## Exercise input
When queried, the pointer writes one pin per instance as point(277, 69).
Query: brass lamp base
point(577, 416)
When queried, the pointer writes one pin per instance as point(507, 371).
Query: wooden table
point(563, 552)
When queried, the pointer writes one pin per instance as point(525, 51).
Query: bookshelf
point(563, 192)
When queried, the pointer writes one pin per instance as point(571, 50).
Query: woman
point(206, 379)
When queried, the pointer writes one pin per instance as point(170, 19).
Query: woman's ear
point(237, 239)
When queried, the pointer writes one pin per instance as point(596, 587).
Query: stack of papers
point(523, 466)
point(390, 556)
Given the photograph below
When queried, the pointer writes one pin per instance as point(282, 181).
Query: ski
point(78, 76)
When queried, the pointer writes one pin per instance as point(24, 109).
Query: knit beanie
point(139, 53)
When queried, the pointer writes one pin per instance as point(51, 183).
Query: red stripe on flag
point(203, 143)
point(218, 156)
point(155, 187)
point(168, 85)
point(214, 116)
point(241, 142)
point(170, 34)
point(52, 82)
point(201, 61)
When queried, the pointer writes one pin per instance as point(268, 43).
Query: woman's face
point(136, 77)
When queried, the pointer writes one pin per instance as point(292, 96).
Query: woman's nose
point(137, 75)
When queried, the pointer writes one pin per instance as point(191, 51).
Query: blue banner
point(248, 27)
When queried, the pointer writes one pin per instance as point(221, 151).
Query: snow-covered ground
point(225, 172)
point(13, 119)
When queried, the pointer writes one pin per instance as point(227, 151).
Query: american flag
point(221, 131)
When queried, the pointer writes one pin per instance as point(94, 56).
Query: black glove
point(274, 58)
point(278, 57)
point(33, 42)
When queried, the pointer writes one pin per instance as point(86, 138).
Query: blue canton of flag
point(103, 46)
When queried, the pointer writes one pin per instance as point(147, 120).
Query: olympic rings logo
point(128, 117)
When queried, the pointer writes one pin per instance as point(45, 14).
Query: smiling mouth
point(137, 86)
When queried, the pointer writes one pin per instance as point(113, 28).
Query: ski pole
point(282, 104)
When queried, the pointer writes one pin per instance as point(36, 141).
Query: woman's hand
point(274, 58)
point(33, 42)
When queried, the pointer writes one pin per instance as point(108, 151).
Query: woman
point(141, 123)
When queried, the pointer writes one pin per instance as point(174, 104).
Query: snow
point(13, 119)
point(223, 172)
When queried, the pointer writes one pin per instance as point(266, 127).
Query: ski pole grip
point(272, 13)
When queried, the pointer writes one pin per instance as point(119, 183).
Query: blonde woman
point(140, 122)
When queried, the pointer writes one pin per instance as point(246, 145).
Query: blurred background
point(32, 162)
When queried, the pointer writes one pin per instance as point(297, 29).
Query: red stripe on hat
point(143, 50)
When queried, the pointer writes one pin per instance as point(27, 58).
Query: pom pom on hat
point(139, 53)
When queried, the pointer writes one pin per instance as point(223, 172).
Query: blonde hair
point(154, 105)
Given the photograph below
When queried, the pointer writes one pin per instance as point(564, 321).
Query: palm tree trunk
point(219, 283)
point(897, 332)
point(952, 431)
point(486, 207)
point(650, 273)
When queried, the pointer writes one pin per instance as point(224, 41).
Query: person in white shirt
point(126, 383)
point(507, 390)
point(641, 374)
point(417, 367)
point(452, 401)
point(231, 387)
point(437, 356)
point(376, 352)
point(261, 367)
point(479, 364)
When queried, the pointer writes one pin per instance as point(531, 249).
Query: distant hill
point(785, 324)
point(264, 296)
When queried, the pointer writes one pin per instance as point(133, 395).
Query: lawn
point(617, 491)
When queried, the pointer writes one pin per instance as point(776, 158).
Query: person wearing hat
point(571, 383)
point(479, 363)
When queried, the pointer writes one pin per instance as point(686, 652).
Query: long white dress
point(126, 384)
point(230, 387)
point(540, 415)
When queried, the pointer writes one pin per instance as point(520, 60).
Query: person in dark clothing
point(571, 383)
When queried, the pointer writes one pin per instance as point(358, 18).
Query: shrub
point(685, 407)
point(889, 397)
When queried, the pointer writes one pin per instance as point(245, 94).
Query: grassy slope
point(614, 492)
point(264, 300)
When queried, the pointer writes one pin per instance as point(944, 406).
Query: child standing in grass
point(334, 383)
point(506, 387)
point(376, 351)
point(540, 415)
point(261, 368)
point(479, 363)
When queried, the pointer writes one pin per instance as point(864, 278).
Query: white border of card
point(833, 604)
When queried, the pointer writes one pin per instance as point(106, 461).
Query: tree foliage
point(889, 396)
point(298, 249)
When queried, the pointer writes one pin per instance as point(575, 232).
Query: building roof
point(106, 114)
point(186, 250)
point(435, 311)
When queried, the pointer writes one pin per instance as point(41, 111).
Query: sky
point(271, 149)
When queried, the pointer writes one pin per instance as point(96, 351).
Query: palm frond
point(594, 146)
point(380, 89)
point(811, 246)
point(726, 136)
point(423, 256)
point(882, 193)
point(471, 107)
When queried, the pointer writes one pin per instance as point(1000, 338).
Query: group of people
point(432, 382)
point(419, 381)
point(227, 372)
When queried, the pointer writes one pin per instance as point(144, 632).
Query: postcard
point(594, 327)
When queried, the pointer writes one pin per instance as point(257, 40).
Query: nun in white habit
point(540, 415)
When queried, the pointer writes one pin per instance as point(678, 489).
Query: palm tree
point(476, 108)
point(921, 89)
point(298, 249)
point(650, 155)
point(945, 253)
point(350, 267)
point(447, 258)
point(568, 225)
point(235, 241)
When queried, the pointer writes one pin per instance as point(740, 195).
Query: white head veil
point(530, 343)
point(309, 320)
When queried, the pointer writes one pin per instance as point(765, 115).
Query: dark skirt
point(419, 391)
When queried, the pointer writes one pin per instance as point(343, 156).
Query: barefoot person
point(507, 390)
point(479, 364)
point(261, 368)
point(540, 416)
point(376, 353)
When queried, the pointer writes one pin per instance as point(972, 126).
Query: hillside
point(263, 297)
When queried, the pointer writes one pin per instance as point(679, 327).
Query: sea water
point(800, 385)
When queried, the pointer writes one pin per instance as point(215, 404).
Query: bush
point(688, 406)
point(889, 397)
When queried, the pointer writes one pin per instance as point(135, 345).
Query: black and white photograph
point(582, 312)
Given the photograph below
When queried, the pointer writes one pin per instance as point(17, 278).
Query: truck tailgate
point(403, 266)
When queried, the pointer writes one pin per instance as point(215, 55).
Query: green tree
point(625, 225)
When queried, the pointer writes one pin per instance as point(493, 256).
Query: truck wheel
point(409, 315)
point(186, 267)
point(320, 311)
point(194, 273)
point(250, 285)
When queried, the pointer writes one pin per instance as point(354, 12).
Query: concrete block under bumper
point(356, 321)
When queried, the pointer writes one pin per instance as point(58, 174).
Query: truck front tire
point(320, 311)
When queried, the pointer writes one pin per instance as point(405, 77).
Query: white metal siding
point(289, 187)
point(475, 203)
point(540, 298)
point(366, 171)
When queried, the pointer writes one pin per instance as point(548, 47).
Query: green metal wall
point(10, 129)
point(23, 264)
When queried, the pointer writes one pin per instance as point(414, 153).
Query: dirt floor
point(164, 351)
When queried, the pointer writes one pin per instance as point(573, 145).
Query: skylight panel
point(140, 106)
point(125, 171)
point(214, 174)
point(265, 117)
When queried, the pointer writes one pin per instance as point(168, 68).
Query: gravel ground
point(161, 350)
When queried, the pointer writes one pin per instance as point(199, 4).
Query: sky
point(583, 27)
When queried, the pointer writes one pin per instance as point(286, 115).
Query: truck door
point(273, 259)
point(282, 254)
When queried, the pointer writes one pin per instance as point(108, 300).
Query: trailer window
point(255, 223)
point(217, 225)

## Task description
Lay out the data above as a Markdown table with two columns, Row and Line. Put the row number in Row and one line of the data in Line, leaving out blank lines.

## Finished task
| Row | Line |
|---|---|
| 1 | When queried, the pointer writes one pin per instance as point(277, 69). |
| 2 | Query: brass lamp base |
| 3 | point(577, 416) |
| 4 | When queried, the pointer writes one pin per instance as point(507, 371). |
| 5 | Query: wooden table |
| 6 | point(563, 552) |
| 7 | When queried, the pointer writes one pin per instance as point(525, 51). |
| 8 | Query: bookshelf |
| 9 | point(563, 192) |
| 10 | When queried, the pointer writes one pin per instance as point(571, 50). |
| 11 | Query: woman |
| 12 | point(206, 379) |
| 13 | When queried, the pointer writes one pin per instance as point(170, 19). |
| 14 | Query: woman's ear |
| 15 | point(237, 239) |
| 16 | When queried, the pointer writes one pin per instance as point(596, 587). |
| 17 | Query: stack of papers |
| 18 | point(523, 466) |
| 19 | point(390, 556) |
| 20 | Given the photograph below |
| 21 | When queried, the pointer writes one pin per instance as point(282, 181). |
| 22 | Query: ski |
| 23 | point(78, 76) |
| 24 | When queried, the pointer writes one pin per instance as point(24, 109). |
| 25 | Query: knit beanie |
| 26 | point(139, 53) |
| 27 | When queried, the pointer writes one pin per instance as point(51, 183). |
| 28 | Query: red stripe on flag |
| 29 | point(203, 143) |
| 30 | point(218, 156) |
| 31 | point(155, 187) |
| 32 | point(168, 85) |
| 33 | point(214, 116) |
| 34 | point(241, 142) |
| 35 | point(170, 34) |
| 36 | point(52, 82) |
| 37 | point(201, 61) |
| 38 | When queried, the pointer writes one pin per instance as point(268, 43). |
| 39 | Query: woman's face |
| 40 | point(136, 77) |
| 41 | When queried, the pointer writes one pin per instance as point(292, 96). |
| 42 | Query: woman's nose |
| 43 | point(137, 75) |
| 44 | When queried, the pointer writes one pin per instance as point(191, 51). |
| 45 | Query: blue banner |
| 46 | point(248, 27) |
| 47 | When queried, the pointer writes one pin per instance as point(221, 151). |
| 48 | Query: snow-covered ground |
| 49 | point(225, 172) |
| 50 | point(13, 119) |
| 51 | When queried, the pointer writes one pin per instance as point(227, 151). |
| 52 | Query: american flag |
| 53 | point(221, 131) |
| 54 | When queried, the pointer writes one pin per instance as point(94, 56). |
| 55 | Query: black glove |
| 56 | point(274, 58) |
| 57 | point(278, 57) |
| 58 | point(33, 42) |
| 59 | When queried, the pointer writes one pin per instance as point(86, 138). |
| 60 | Query: blue canton of flag |
| 61 | point(103, 46) |
| 62 | When queried, the pointer writes one pin per instance as point(147, 120). |
| 63 | Query: olympic rings logo |
| 64 | point(128, 117) |
| 65 | When queried, the pointer writes one pin per instance as point(45, 14). |
| 66 | Query: smiling mouth |
| 67 | point(137, 86) |
| 68 | When queried, the pointer writes one pin per instance as point(113, 28). |
| 69 | Query: ski pole |
| 70 | point(282, 104) |
| 71 | When queried, the pointer writes one pin per instance as point(36, 141). |
| 72 | Query: woman's hand |
| 73 | point(274, 58) |
| 74 | point(33, 42) |
| 75 | When queried, the pointer writes one pin per instance as point(108, 151). |
| 76 | Query: woman |
| 77 | point(141, 123) |
| 78 | When queried, the pointer writes one pin per instance as point(174, 104). |
| 79 | Query: snow |
| 80 | point(13, 119) |
| 81 | point(223, 172) |
| 82 | When queried, the pointer writes one pin per instance as point(266, 127). |
| 83 | Query: ski pole grip |
| 84 | point(272, 13) |
| 85 | When queried, the pointer writes one pin per instance as point(119, 183). |
| 86 | Query: blonde woman |
| 87 | point(140, 122) |
| 88 | When queried, the pointer writes one pin per instance as point(246, 145). |
| 89 | Query: blurred background |
| 90 | point(32, 162) |
| 91 | When queried, the pointer writes one pin per instance as point(297, 29). |
| 92 | Query: red stripe on hat |
| 93 | point(143, 50) |
| 94 | When queried, the pointer writes one pin per instance as point(27, 58). |
| 95 | Query: pom pom on hat |
| 96 | point(139, 53) |
| 97 | When queried, the pointer writes one pin per instance as point(223, 172). |
| 98 | Query: blonde hair |
| 99 | point(154, 105) |
| 100 | Given the photograph below |
| 101 | When queried, the pointer writes one pin per instance as point(564, 321). |
| 102 | Query: palm tree trunk |
| 103 | point(219, 283) |
| 104 | point(897, 332) |
| 105 | point(952, 431) |
| 106 | point(486, 207) |
| 107 | point(650, 273) |
| 108 | When queried, the pointer writes one pin per instance as point(224, 41). |
| 109 | Query: person in white shirt |
| 110 | point(126, 383) |
| 111 | point(507, 390) |
| 112 | point(641, 374) |
| 113 | point(417, 367) |
| 114 | point(452, 401) |
| 115 | point(231, 387) |
| 116 | point(437, 356) |
| 117 | point(376, 352) |
| 118 | point(261, 367) |
| 119 | point(479, 364) |
| 120 | When queried, the pointer writes one pin per instance as point(531, 249). |
| 121 | Query: distant hill |
| 122 | point(785, 324) |
| 123 | point(264, 296) |
| 124 | When queried, the pointer writes one pin per instance as point(133, 395). |
| 125 | Query: lawn |
| 126 | point(617, 491) |
| 127 | When queried, the pointer writes one pin per instance as point(776, 158). |
| 128 | Query: person wearing hat |
| 129 | point(571, 383) |
| 130 | point(479, 363) |
| 131 | When queried, the pointer writes one pin per instance as point(686, 652). |
| 132 | Query: long white dress |
| 133 | point(126, 384) |
| 134 | point(230, 387) |
| 135 | point(540, 415) |
| 136 | When queried, the pointer writes one pin per instance as point(520, 60). |
| 137 | Query: person in dark clothing |
| 138 | point(571, 383) |
| 139 | When queried, the pointer writes one pin per instance as point(358, 18). |
| 140 | Query: shrub |
| 141 | point(685, 407) |
| 142 | point(889, 397) |
| 143 | When queried, the pointer writes one pin per instance as point(245, 94). |
| 144 | Query: grassy slope |
| 145 | point(614, 492) |
| 146 | point(264, 300) |
| 147 | When queried, the pointer writes one pin per instance as point(944, 406). |
| 148 | Query: child standing in grass |
| 149 | point(334, 383) |
| 150 | point(506, 387) |
| 151 | point(376, 351) |
| 152 | point(540, 415) |
| 153 | point(261, 368) |
| 154 | point(479, 363) |
| 155 | When queried, the pointer writes one pin per instance as point(864, 278). |
| 156 | Query: white border of card |
| 157 | point(833, 604) |
| 158 | When queried, the pointer writes one pin per instance as point(106, 461). |
| 159 | Query: tree foliage |
| 160 | point(889, 396) |
| 161 | point(298, 249) |
| 162 | When queried, the pointer writes one pin per instance as point(575, 232). |
| 163 | Query: building roof |
| 164 | point(106, 114) |
| 165 | point(186, 250) |
| 166 | point(435, 311) |
| 167 | When queried, the pointer writes one pin per instance as point(41, 111). |
| 168 | Query: sky |
| 169 | point(271, 149) |
| 170 | When queried, the pointer writes one pin per instance as point(96, 351). |
| 171 | Query: palm frond |
| 172 | point(594, 146) |
| 173 | point(380, 89) |
| 174 | point(811, 246) |
| 175 | point(726, 136) |
| 176 | point(423, 256) |
| 177 | point(882, 193) |
| 178 | point(471, 107) |
| 179 | When queried, the pointer writes one pin per instance as point(1000, 338). |
| 180 | Query: group of people |
| 181 | point(432, 382) |
| 182 | point(419, 381) |
| 183 | point(227, 372) |
| 184 | When queried, the pointer writes one pin per instance as point(144, 632). |
| 185 | Query: postcard |
| 186 | point(594, 327) |
| 187 | When queried, the pointer writes one pin per instance as point(257, 40). |
| 188 | Query: nun in white habit |
| 189 | point(540, 415) |
| 190 | When queried, the pointer writes one pin per instance as point(678, 489). |
| 191 | Query: palm tree |
| 192 | point(476, 108) |
| 193 | point(921, 89) |
| 194 | point(298, 249) |
| 195 | point(650, 155) |
| 196 | point(945, 253) |
| 197 | point(350, 267) |
| 198 | point(447, 258) |
| 199 | point(568, 225) |
| 200 | point(235, 241) |
| 201 | When queried, the pointer writes one pin per instance as point(740, 195). |
| 202 | Query: white head veil |
| 203 | point(530, 343) |
| 204 | point(309, 320) |
| 205 | When queried, the pointer writes one pin per instance as point(765, 115). |
| 206 | Query: dark skirt |
| 207 | point(419, 391) |
| 208 | When queried, the pointer writes one pin per instance as point(343, 156). |
| 209 | Query: barefoot person |
| 210 | point(507, 390) |
| 211 | point(479, 364) |
| 212 | point(261, 368) |
| 213 | point(540, 416) |
| 214 | point(376, 353) |
| 215 | When queried, the pointer writes one pin per instance as point(972, 126). |
| 216 | Query: hillside |
| 217 | point(263, 297) |
| 218 | When queried, the pointer writes one pin per instance as point(679, 327). |
| 219 | Query: sea water |
| 220 | point(800, 385) |
| 221 | When queried, the pointer writes one pin per instance as point(215, 404). |
| 222 | Query: bush |
| 223 | point(688, 406) |
| 224 | point(889, 397) |
| 225 | When queried, the pointer writes one pin per instance as point(135, 345). |
| 226 | Query: black and white photograph |
| 227 | point(582, 312) |
| 228 | Given the photograph below |
| 229 | When queried, the pointer writes one pin per instance as point(17, 278). |
| 230 | Query: truck tailgate |
| 231 | point(403, 266) |
| 232 | When queried, the pointer writes one pin per instance as point(215, 55). |
| 233 | Query: green tree |
| 234 | point(625, 225) |
| 235 | When queried, the pointer writes one pin per instance as point(493, 256). |
| 236 | Query: truck wheel |
| 237 | point(409, 315) |
| 238 | point(186, 267) |
| 239 | point(320, 311) |
| 240 | point(194, 273) |
| 241 | point(250, 285) |
| 242 | When queried, the pointer writes one pin per instance as point(354, 12). |
| 243 | Query: concrete block under bumper |
| 244 | point(356, 321) |
| 245 | When queried, the pointer writes one pin per instance as point(58, 174). |
| 246 | Query: truck front tire |
| 247 | point(320, 311) |
| 248 | When queried, the pointer writes one pin per instance as point(405, 77). |
| 249 | Query: white metal siding |
| 250 | point(289, 187) |
| 251 | point(475, 203) |
| 252 | point(540, 298) |
| 253 | point(366, 171) |
| 254 | When queried, the pointer writes one pin per instance as point(548, 47). |
| 255 | Query: green metal wall |
| 256 | point(10, 129) |
| 257 | point(23, 264) |
| 258 | When queried, the pointer writes one pin per instance as point(414, 153). |
| 259 | Query: dirt floor |
| 260 | point(164, 351) |
| 261 | When queried, the pointer writes one pin per instance as point(573, 145). |
| 262 | Query: skylight panel |
| 263 | point(140, 106) |
| 264 | point(125, 171) |
| 265 | point(214, 174) |
| 266 | point(265, 117) |
| 267 | When queried, the pointer writes one pin per instance as point(168, 68). |
| 268 | Query: gravel ground |
| 269 | point(161, 350) |
| 270 | When queried, the pointer writes one pin per instance as point(199, 4). |
| 271 | Query: sky |
| 272 | point(583, 27) |
| 273 | When queried, the pointer writes one pin per instance as point(286, 115). |
| 274 | Query: truck door |
| 275 | point(273, 259) |
| 276 | point(282, 254) |
| 277 | When queried, the pointer writes one pin per instance as point(108, 300). |
| 278 | Query: trailer window |
| 279 | point(255, 223) |
| 280 | point(217, 225) |